» **Problem**: From the entries below, pull out every line that contains the word "marmalade" and copy each one as it appears.

(begin)

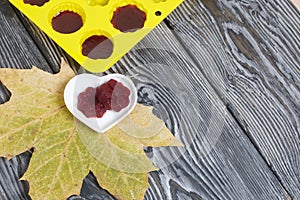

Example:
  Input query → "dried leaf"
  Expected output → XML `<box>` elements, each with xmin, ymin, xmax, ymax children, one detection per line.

<box><xmin>0</xmin><ymin>63</ymin><xmax>181</xmax><ymax>200</ymax></box>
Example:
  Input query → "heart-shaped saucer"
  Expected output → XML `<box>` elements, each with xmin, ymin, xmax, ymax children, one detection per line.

<box><xmin>64</xmin><ymin>74</ymin><xmax>137</xmax><ymax>133</ymax></box>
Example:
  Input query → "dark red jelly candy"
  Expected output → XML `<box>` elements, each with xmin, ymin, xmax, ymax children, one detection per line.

<box><xmin>52</xmin><ymin>10</ymin><xmax>83</xmax><ymax>34</ymax></box>
<box><xmin>24</xmin><ymin>0</ymin><xmax>49</xmax><ymax>6</ymax></box>
<box><xmin>77</xmin><ymin>79</ymin><xmax>130</xmax><ymax>118</ymax></box>
<box><xmin>111</xmin><ymin>5</ymin><xmax>146</xmax><ymax>32</ymax></box>
<box><xmin>82</xmin><ymin>35</ymin><xmax>114</xmax><ymax>60</ymax></box>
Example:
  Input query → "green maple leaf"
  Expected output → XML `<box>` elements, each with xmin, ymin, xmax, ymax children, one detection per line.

<box><xmin>0</xmin><ymin>63</ymin><xmax>181</xmax><ymax>200</ymax></box>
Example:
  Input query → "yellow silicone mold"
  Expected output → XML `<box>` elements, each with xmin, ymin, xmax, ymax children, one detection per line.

<box><xmin>10</xmin><ymin>0</ymin><xmax>183</xmax><ymax>72</ymax></box>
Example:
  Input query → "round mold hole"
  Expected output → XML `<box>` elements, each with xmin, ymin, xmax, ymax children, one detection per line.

<box><xmin>81</xmin><ymin>34</ymin><xmax>114</xmax><ymax>60</ymax></box>
<box><xmin>49</xmin><ymin>3</ymin><xmax>85</xmax><ymax>34</ymax></box>
<box><xmin>111</xmin><ymin>4</ymin><xmax>146</xmax><ymax>33</ymax></box>
<box><xmin>88</xmin><ymin>0</ymin><xmax>109</xmax><ymax>6</ymax></box>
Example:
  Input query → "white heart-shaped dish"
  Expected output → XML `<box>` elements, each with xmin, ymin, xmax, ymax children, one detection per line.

<box><xmin>64</xmin><ymin>74</ymin><xmax>137</xmax><ymax>133</ymax></box>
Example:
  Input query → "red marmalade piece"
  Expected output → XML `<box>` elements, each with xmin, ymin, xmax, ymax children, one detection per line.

<box><xmin>77</xmin><ymin>79</ymin><xmax>130</xmax><ymax>118</ymax></box>
<box><xmin>52</xmin><ymin>10</ymin><xmax>83</xmax><ymax>34</ymax></box>
<box><xmin>111</xmin><ymin>4</ymin><xmax>146</xmax><ymax>33</ymax></box>
<box><xmin>24</xmin><ymin>0</ymin><xmax>49</xmax><ymax>6</ymax></box>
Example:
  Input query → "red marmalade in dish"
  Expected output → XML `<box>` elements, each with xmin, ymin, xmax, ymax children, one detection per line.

<box><xmin>24</xmin><ymin>0</ymin><xmax>49</xmax><ymax>6</ymax></box>
<box><xmin>77</xmin><ymin>79</ymin><xmax>130</xmax><ymax>118</ymax></box>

(end)

» **Solution for this exercise**:
  Input query → "red marmalade piece"
  Input query → "red marmalade in dish"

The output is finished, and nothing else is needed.